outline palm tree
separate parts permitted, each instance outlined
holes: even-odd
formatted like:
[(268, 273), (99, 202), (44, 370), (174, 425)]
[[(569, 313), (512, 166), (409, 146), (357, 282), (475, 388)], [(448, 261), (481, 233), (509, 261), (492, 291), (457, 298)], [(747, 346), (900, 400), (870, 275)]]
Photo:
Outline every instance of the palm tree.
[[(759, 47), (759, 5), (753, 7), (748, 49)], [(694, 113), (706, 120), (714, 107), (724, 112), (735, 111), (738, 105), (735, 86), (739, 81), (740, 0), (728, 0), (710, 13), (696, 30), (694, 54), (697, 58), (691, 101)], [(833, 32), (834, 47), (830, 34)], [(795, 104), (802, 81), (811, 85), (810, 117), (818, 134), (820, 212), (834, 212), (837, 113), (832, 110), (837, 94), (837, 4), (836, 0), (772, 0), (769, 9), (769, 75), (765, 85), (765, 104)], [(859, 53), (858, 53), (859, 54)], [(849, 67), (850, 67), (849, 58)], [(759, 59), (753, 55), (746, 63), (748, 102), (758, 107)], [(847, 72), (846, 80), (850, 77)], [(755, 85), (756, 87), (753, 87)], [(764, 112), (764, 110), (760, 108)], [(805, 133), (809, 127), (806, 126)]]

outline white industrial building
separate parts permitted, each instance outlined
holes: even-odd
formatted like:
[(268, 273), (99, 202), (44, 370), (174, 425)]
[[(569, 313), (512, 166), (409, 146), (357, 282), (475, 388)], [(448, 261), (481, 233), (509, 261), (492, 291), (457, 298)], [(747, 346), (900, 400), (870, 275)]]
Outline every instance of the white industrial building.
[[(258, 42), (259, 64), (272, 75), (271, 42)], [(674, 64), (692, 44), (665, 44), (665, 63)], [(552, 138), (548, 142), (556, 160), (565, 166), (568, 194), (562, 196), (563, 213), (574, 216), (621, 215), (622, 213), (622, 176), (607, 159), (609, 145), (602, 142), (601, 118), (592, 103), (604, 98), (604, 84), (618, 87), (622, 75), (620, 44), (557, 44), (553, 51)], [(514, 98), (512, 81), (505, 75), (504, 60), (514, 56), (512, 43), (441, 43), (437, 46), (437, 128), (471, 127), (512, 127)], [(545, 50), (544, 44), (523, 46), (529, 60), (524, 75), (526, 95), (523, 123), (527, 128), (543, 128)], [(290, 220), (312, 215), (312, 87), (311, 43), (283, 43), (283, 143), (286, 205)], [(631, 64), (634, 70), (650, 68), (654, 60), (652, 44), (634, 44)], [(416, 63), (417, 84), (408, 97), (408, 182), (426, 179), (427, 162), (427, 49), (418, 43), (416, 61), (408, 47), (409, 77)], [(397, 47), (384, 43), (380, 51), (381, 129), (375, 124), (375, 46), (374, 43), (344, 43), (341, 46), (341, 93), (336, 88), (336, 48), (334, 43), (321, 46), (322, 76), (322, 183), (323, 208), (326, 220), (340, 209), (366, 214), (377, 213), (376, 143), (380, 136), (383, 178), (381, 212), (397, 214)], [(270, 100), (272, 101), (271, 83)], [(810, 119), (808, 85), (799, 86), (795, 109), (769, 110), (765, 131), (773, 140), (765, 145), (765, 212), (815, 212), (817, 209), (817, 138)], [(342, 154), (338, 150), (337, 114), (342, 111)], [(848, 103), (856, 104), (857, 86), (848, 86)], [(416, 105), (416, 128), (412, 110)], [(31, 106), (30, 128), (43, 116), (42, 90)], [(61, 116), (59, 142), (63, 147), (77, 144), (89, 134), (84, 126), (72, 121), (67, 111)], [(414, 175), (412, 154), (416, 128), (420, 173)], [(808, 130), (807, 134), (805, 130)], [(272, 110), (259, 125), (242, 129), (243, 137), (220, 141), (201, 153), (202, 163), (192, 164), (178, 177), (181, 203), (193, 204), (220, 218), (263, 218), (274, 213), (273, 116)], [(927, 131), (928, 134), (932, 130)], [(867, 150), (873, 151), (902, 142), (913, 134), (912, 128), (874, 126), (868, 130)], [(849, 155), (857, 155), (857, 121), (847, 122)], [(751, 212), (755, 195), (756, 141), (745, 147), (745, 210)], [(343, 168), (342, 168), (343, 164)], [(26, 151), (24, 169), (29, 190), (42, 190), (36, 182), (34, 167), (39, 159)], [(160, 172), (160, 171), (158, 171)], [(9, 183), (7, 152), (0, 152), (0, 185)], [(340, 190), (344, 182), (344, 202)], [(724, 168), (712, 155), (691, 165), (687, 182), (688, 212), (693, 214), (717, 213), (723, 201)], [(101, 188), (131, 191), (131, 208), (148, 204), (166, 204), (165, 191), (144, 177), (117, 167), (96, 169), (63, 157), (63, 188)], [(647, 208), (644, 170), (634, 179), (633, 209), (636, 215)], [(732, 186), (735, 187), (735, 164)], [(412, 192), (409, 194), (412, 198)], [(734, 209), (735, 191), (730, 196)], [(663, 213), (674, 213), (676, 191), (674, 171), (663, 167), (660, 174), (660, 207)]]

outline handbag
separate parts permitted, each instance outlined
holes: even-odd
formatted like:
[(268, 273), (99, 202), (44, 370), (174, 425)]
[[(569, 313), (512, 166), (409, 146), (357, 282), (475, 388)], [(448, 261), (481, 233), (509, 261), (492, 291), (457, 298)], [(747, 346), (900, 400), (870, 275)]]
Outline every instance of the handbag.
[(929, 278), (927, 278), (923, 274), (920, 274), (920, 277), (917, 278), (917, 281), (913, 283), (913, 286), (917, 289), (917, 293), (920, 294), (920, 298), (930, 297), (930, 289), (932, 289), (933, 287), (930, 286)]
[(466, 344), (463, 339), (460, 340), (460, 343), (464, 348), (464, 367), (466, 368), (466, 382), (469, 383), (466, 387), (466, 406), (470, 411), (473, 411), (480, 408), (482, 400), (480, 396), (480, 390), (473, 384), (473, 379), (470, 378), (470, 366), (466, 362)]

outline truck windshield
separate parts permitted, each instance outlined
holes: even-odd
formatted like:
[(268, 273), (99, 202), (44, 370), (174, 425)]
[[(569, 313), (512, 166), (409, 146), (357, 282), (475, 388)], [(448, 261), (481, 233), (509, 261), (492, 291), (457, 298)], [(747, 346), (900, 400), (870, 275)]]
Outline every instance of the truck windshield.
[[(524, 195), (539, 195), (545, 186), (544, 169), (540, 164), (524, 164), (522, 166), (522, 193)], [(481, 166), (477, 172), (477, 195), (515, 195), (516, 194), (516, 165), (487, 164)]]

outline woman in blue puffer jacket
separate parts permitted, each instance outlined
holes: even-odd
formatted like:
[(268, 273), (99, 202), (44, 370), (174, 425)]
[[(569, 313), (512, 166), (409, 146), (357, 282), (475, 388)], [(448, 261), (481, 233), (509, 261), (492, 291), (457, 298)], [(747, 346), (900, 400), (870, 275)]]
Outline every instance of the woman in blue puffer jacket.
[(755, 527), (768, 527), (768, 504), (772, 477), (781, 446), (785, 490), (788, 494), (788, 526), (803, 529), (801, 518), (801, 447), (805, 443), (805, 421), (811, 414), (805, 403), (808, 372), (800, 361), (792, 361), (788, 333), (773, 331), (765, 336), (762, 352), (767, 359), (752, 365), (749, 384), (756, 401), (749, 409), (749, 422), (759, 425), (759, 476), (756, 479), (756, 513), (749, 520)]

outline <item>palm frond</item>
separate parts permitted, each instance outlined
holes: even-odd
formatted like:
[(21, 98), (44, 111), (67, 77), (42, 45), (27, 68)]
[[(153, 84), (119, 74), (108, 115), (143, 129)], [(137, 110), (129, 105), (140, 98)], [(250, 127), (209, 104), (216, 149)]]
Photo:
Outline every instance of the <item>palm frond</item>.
┄┄┄┄┄┄┄┄┄┄┄┄┄┄┄┄┄┄┄┄
Can you write out the whole listing above again, word for word, with no changes?

outline palm tree
separate parts permitted, each instance outlined
holes: even-odd
formatted like:
[(268, 273), (99, 202), (44, 370), (174, 425)]
[[(569, 313), (512, 166), (409, 146), (357, 282), (475, 388)], [(448, 261), (481, 233), (509, 261), (492, 291), (457, 298)], [(747, 346), (900, 400), (870, 275)]]
Photo:
Outline every instance of the palm tree.
[[(759, 47), (759, 5), (753, 7), (748, 49)], [(694, 113), (706, 120), (714, 107), (724, 112), (735, 111), (738, 105), (735, 86), (739, 81), (740, 0), (728, 0), (710, 13), (696, 30), (694, 54), (697, 58), (691, 101)], [(833, 32), (834, 47), (830, 34)], [(795, 104), (802, 81), (811, 85), (810, 117), (818, 134), (820, 212), (834, 212), (837, 113), (832, 110), (837, 94), (837, 4), (836, 0), (772, 0), (769, 9), (769, 75), (765, 85), (765, 104)], [(859, 53), (858, 53), (859, 54)], [(849, 67), (850, 67), (849, 58)], [(759, 59), (753, 55), (746, 63), (748, 102), (758, 107)], [(847, 72), (846, 80), (850, 77)], [(755, 85), (756, 87), (753, 87)], [(764, 112), (764, 110), (760, 108)], [(805, 133), (809, 127), (806, 126)]]

outline white industrial building
separate parts permitted, each instance outlined
holes: even-odd
formatted like:
[(268, 273), (99, 202), (44, 370), (174, 425)]
[[(569, 313), (512, 166), (409, 146), (357, 282), (475, 388)], [(448, 261), (481, 233), (509, 261), (492, 291), (457, 298)], [(747, 346), (900, 400), (870, 275)]]
Outline every instance of the white industrial building.
[[(258, 42), (259, 64), (272, 75), (271, 42)], [(674, 64), (692, 44), (665, 44), (665, 63)], [(552, 138), (548, 142), (556, 160), (565, 166), (568, 194), (562, 196), (563, 213), (574, 216), (621, 215), (622, 213), (622, 176), (607, 159), (609, 145), (602, 142), (601, 118), (592, 103), (604, 98), (604, 84), (618, 87), (622, 75), (620, 44), (557, 44), (553, 51)], [(514, 98), (512, 81), (505, 75), (504, 60), (514, 56), (512, 43), (441, 43), (437, 46), (437, 128), (471, 127), (512, 127)], [(545, 50), (544, 44), (523, 46), (529, 60), (524, 75), (526, 95), (523, 123), (527, 128), (543, 128)], [(290, 220), (312, 215), (312, 87), (311, 43), (283, 43), (283, 143), (286, 205)], [(631, 64), (634, 70), (650, 68), (654, 60), (652, 44), (634, 44)], [(416, 63), (417, 84), (408, 97), (408, 182), (426, 179), (427, 162), (427, 49), (418, 43), (416, 61), (408, 47), (409, 77)], [(397, 47), (384, 43), (380, 51), (381, 129), (375, 124), (375, 46), (374, 43), (344, 43), (341, 46), (341, 93), (336, 88), (336, 48), (334, 43), (321, 46), (322, 76), (322, 183), (323, 208), (326, 220), (340, 209), (366, 214), (377, 213), (376, 143), (380, 136), (383, 178), (381, 212), (397, 214)], [(270, 100), (272, 101), (271, 83)], [(810, 119), (808, 85), (799, 86), (795, 109), (769, 110), (765, 131), (773, 140), (765, 145), (765, 212), (815, 212), (817, 209), (817, 138)], [(342, 154), (338, 150), (337, 114), (342, 111)], [(848, 103), (856, 104), (857, 86), (848, 86)], [(416, 105), (416, 128), (412, 110)], [(31, 106), (30, 128), (43, 116), (42, 90)], [(61, 116), (59, 142), (63, 147), (77, 144), (89, 134), (84, 126), (72, 121), (67, 111)], [(414, 175), (412, 154), (416, 128), (420, 173)], [(808, 130), (807, 134), (805, 130)], [(272, 110), (259, 125), (242, 129), (243, 137), (220, 141), (201, 153), (202, 163), (192, 164), (178, 177), (181, 203), (193, 204), (220, 218), (263, 218), (274, 213), (273, 116)], [(927, 131), (928, 134), (932, 130)], [(867, 150), (873, 151), (902, 142), (913, 134), (912, 128), (874, 126), (868, 130)], [(849, 155), (857, 155), (857, 121), (847, 122)], [(751, 212), (755, 195), (756, 141), (745, 147), (745, 210)], [(343, 168), (342, 168), (343, 164)], [(26, 151), (24, 169), (29, 190), (42, 190), (36, 182), (34, 167), (39, 159)], [(160, 172), (160, 171), (158, 171)], [(9, 183), (7, 152), (0, 152), (0, 185)], [(340, 190), (344, 182), (344, 202)], [(724, 168), (712, 155), (691, 165), (687, 182), (688, 212), (693, 214), (717, 213), (723, 201)], [(101, 188), (131, 191), (131, 208), (148, 204), (166, 204), (165, 191), (144, 177), (117, 167), (96, 169), (63, 157), (63, 188)], [(647, 208), (644, 170), (634, 179), (633, 209), (636, 215)], [(732, 186), (735, 187), (735, 164)], [(412, 192), (409, 194), (412, 198)], [(734, 209), (735, 191), (730, 196)], [(663, 213), (674, 213), (676, 191), (674, 171), (663, 167), (660, 174), (660, 207)]]

outline handbag
separate parts permitted, each instance outlined
holes: even-odd
formatted like:
[(268, 273), (99, 202), (44, 370), (174, 425)]
[[(569, 313), (512, 166), (409, 146), (357, 282), (475, 388)], [(448, 261), (481, 233), (509, 261), (492, 291), (457, 298)], [(747, 346), (900, 400), (870, 275)]]
Outline every instance of the handbag.
[(929, 278), (927, 278), (923, 274), (920, 274), (920, 277), (917, 278), (917, 281), (913, 283), (913, 286), (917, 289), (917, 293), (920, 294), (920, 298), (930, 297), (930, 289), (932, 289), (933, 287), (930, 286)]
[(466, 344), (463, 339), (460, 340), (460, 343), (464, 348), (464, 367), (466, 368), (466, 382), (469, 383), (466, 387), (466, 406), (470, 411), (473, 411), (480, 408), (482, 400), (480, 396), (480, 390), (473, 384), (473, 379), (470, 378), (470, 366), (466, 362)]

outline truck windshield
separate parts permitted, each instance outlined
holes: even-odd
formatted like:
[(268, 273), (99, 202), (44, 370), (174, 425)]
[[(569, 313), (512, 166), (409, 146), (357, 282), (475, 388)], [(448, 261), (481, 233), (509, 261), (492, 291), (457, 298)], [(747, 346), (900, 400), (870, 275)]]
Outline every instance of the truck windshield.
[[(524, 195), (539, 195), (545, 186), (544, 169), (540, 164), (524, 164), (522, 166), (522, 193)], [(481, 166), (477, 172), (477, 195), (515, 195), (516, 194), (516, 165), (487, 164)]]

outline woman in blue puffer jacket
separate parts permitted, each instance outlined
holes: even-odd
formatted like:
[(268, 273), (99, 202), (44, 370), (174, 425)]
[[(569, 313), (512, 166), (409, 146), (357, 282), (475, 388)], [(448, 261), (481, 233), (509, 261), (492, 291), (457, 298)], [(747, 346), (900, 400), (870, 275)]]
Outline every instance of the woman in blue puffer jacket.
[(755, 527), (768, 527), (768, 504), (772, 477), (781, 446), (785, 490), (788, 494), (788, 526), (803, 529), (801, 518), (801, 447), (805, 443), (805, 421), (811, 414), (805, 403), (808, 372), (800, 361), (792, 361), (788, 333), (773, 331), (765, 336), (762, 352), (767, 359), (752, 365), (749, 384), (756, 401), (749, 409), (749, 422), (759, 425), (759, 476), (756, 479), (756, 513), (749, 520)]

outline <item>palm frond</item>
separate parts permitted, each instance outlined
holes: even-odd
formatted like:
[(21, 98), (44, 111), (67, 77), (42, 45), (27, 68)]
[[(153, 84), (119, 74), (108, 115), (143, 129)], [(137, 110), (129, 105), (140, 98)], [(250, 127), (209, 104), (216, 149)]]
Photo:
Outline every instance of the <item>palm frond</item>.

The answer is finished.